List of tasks ::
**a.** How would you sum up the forum reply about moving data between tables in three sentences?
**b.** Answer these questions on the forum reply about moving data between tables:
(i) On what day and at what time did Howard Eglowstein write the quoted message?
(ii) Which statements does the client application carry out?
(iii) About how many records have been moved so far?

Page extract ::
Re: Moving data from one set of tables to another?

От

"Sean Davis"

Дата:

19 сентября 2008 г., 14:58:34

On Fri, Sep 19, 2008 at 10:48 AM, Howard Eglowstein
<howard@yankeescientific.com> wrote:
> Absolutely true, and if the data weren't stored on the same machine which is
> running the client, I would have worked harder to combine statements. In
> this case though, the server and the data are on the same machine and the
> client application doing the SELECT, INSERT and DELETEs is also on the same
> machine.
>
> I'd like to see how to have done this with combined statements if I ever
> have to do it again in a different setup, but it is working well now. It's
> moved about 1/2 million records so far since last night.

Records provided ::
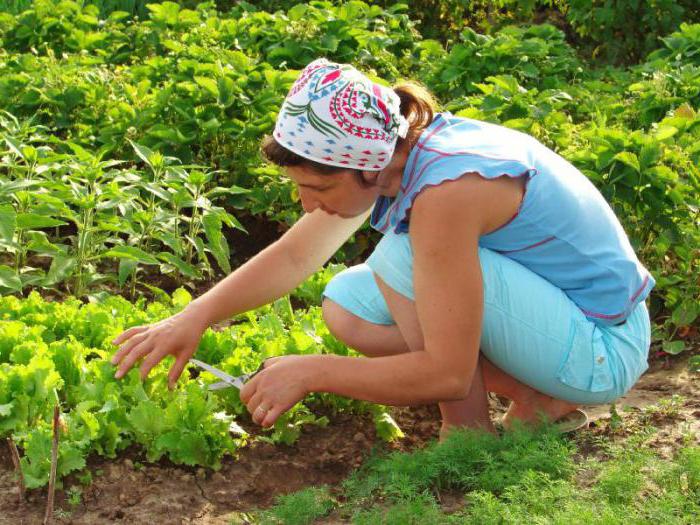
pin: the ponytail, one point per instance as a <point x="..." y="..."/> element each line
<point x="418" y="105"/>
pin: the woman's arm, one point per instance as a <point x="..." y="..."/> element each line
<point x="446" y="222"/>
<point x="279" y="268"/>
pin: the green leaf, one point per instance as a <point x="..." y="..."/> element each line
<point x="685" y="314"/>
<point x="34" y="220"/>
<point x="131" y="252"/>
<point x="143" y="152"/>
<point x="387" y="429"/>
<point x="209" y="84"/>
<point x="628" y="158"/>
<point x="217" y="242"/>
<point x="665" y="132"/>
<point x="181" y="298"/>
<point x="184" y="268"/>
<point x="62" y="267"/>
<point x="694" y="364"/>
<point x="126" y="268"/>
<point x="9" y="279"/>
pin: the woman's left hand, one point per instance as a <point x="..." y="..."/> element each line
<point x="276" y="388"/>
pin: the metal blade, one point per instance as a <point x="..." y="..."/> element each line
<point x="226" y="378"/>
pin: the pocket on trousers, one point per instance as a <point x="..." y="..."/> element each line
<point x="587" y="364"/>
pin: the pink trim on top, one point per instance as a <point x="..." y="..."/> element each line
<point x="466" y="152"/>
<point x="544" y="241"/>
<point x="614" y="316"/>
<point x="442" y="154"/>
<point x="387" y="213"/>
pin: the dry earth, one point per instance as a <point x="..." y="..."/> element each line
<point x="125" y="491"/>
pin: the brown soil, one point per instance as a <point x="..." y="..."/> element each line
<point x="124" y="491"/>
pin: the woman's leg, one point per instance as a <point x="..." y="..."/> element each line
<point x="375" y="340"/>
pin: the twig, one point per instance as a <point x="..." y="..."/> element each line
<point x="15" y="460"/>
<point x="54" y="461"/>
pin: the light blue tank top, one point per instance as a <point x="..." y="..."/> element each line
<point x="564" y="231"/>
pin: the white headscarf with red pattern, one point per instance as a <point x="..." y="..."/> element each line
<point x="335" y="115"/>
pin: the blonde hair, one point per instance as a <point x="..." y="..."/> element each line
<point x="418" y="105"/>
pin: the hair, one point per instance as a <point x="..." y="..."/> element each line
<point x="418" y="106"/>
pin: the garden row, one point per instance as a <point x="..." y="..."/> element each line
<point x="58" y="354"/>
<point x="169" y="111"/>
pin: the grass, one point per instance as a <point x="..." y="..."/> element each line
<point x="526" y="476"/>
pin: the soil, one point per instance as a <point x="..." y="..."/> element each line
<point x="130" y="490"/>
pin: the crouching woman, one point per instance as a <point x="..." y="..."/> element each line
<point x="501" y="267"/>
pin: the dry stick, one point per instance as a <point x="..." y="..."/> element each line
<point x="54" y="461"/>
<point x="15" y="460"/>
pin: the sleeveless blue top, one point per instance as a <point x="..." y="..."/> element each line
<point x="564" y="230"/>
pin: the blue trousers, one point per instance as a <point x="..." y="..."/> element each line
<point x="531" y="329"/>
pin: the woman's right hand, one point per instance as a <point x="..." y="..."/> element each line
<point x="177" y="335"/>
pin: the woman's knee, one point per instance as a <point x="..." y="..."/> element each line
<point x="340" y="322"/>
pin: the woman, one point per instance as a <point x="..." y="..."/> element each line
<point x="501" y="269"/>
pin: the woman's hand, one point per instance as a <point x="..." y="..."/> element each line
<point x="278" y="387"/>
<point x="177" y="335"/>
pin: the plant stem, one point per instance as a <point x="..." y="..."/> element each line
<point x="54" y="462"/>
<point x="16" y="462"/>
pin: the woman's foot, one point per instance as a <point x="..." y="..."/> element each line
<point x="529" y="410"/>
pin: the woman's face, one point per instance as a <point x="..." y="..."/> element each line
<point x="340" y="194"/>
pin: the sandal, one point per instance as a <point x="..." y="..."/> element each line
<point x="574" y="420"/>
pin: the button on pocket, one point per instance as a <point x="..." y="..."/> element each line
<point x="587" y="364"/>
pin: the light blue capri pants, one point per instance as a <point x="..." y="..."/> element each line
<point x="531" y="329"/>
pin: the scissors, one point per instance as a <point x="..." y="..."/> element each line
<point x="226" y="379"/>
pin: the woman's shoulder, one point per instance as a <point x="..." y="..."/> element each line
<point x="487" y="203"/>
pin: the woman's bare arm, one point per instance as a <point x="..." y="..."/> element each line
<point x="279" y="268"/>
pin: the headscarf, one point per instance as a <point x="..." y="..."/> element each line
<point x="335" y="115"/>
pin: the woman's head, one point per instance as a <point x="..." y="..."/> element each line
<point x="338" y="129"/>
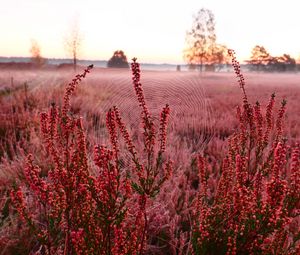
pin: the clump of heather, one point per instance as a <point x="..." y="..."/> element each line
<point x="69" y="210"/>
<point x="255" y="209"/>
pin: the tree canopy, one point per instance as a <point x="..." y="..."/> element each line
<point x="261" y="60"/>
<point x="118" y="60"/>
<point x="202" y="48"/>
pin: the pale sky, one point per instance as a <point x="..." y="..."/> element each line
<point x="153" y="31"/>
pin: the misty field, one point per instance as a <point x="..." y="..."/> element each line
<point x="208" y="178"/>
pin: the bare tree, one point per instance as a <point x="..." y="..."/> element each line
<point x="73" y="43"/>
<point x="35" y="52"/>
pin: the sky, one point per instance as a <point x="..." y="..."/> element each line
<point x="153" y="31"/>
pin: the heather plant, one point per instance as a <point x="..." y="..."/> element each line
<point x="70" y="211"/>
<point x="255" y="209"/>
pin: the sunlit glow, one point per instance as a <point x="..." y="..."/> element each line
<point x="154" y="31"/>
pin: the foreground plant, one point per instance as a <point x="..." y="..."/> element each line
<point x="78" y="213"/>
<point x="255" y="209"/>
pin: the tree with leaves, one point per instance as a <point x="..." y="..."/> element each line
<point x="202" y="47"/>
<point x="36" y="58"/>
<point x="118" y="60"/>
<point x="260" y="58"/>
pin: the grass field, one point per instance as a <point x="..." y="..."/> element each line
<point x="202" y="118"/>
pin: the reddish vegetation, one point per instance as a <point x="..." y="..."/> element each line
<point x="167" y="185"/>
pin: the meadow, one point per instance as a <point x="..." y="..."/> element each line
<point x="192" y="164"/>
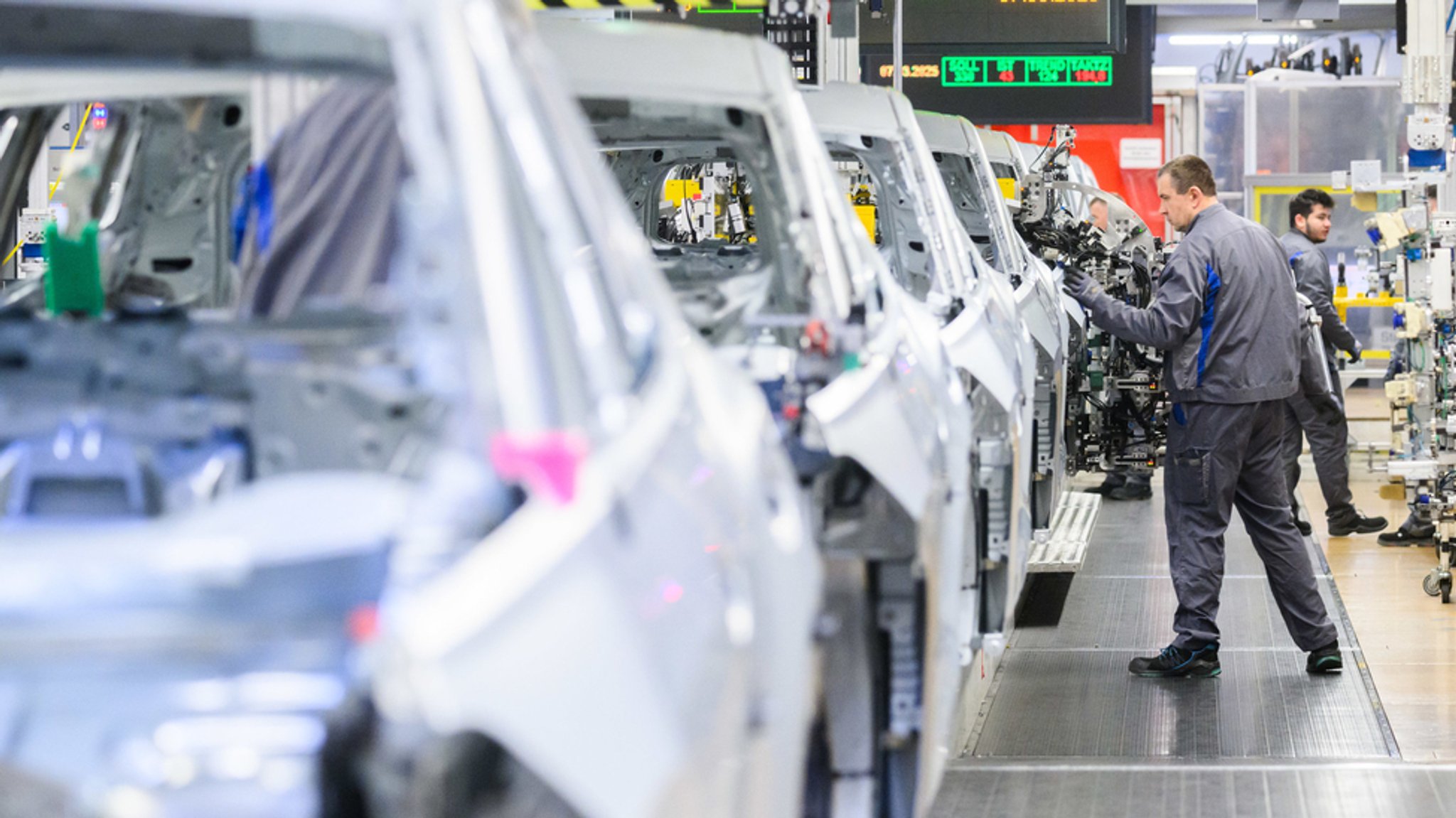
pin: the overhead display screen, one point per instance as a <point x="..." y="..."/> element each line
<point x="1021" y="89"/>
<point x="1025" y="72"/>
<point x="1014" y="25"/>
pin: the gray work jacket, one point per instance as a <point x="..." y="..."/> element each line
<point x="1312" y="279"/>
<point x="1225" y="315"/>
<point x="321" y="220"/>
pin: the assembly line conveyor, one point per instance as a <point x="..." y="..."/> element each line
<point x="1068" y="731"/>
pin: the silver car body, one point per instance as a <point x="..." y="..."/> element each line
<point x="1044" y="311"/>
<point x="638" y="638"/>
<point x="932" y="255"/>
<point x="901" y="415"/>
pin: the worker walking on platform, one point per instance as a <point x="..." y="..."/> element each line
<point x="1322" y="422"/>
<point x="1228" y="319"/>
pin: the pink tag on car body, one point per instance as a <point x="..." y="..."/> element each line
<point x="545" y="463"/>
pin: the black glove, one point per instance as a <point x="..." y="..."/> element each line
<point x="1076" y="283"/>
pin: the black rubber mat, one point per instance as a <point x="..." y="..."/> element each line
<point x="1246" y="791"/>
<point x="1065" y="690"/>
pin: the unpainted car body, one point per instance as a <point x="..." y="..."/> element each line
<point x="931" y="254"/>
<point x="884" y="436"/>
<point x="986" y="156"/>
<point x="329" y="500"/>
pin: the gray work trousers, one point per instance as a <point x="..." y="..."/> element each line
<point x="1328" y="436"/>
<point x="1224" y="458"/>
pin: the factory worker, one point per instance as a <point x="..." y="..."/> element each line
<point x="1228" y="321"/>
<point x="1324" y="422"/>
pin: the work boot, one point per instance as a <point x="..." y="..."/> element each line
<point x="1132" y="490"/>
<point x="1356" y="523"/>
<point x="1410" y="536"/>
<point x="1175" y="661"/>
<point x="1325" y="660"/>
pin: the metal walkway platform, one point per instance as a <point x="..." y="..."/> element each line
<point x="1068" y="731"/>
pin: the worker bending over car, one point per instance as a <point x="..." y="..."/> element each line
<point x="1228" y="319"/>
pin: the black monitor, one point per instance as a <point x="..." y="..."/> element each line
<point x="1004" y="87"/>
<point x="1010" y="26"/>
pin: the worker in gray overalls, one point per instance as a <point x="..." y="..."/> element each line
<point x="1321" y="421"/>
<point x="1226" y="318"/>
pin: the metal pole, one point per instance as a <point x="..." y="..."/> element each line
<point x="899" y="38"/>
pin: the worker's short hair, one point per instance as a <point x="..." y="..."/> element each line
<point x="1305" y="201"/>
<point x="1189" y="171"/>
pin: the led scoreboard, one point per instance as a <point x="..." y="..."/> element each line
<point x="1004" y="85"/>
<point x="1059" y="26"/>
<point x="1025" y="72"/>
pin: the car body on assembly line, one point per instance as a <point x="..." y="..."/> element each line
<point x="450" y="516"/>
<point x="725" y="172"/>
<point x="874" y="131"/>
<point x="975" y="172"/>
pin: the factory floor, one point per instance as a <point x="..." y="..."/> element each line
<point x="1068" y="731"/>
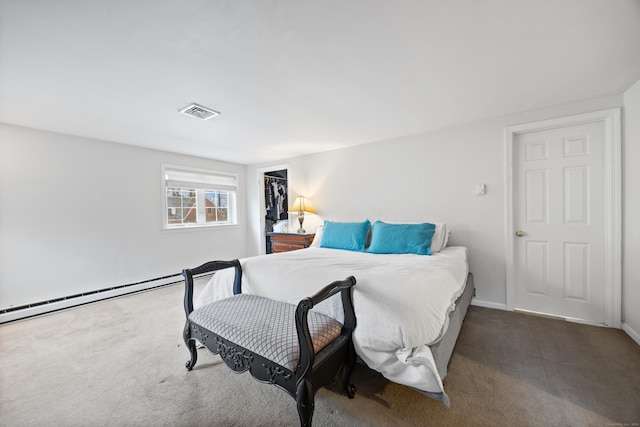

Answers provided ::
**a.** A reply posted by Sean Davis quotes a message from Howard Eglowstein. Howard agrees with a point, but explains that he didn't work harder to combine statements because the server, the data and the client application doing the SELECT, INSERT and DELETEs are all on the same machine. He would like to see how it could be done with combined statements if he ever has to do it again in a different setup, but his current approach is working well and has moved about half a million records since the previous night.

**b.**
(i) Friday, September 19, 2008, at 10:48 AM.
(ii) SELECT, INSERT and DELETE statements.
(iii) About half a million records since the previous night.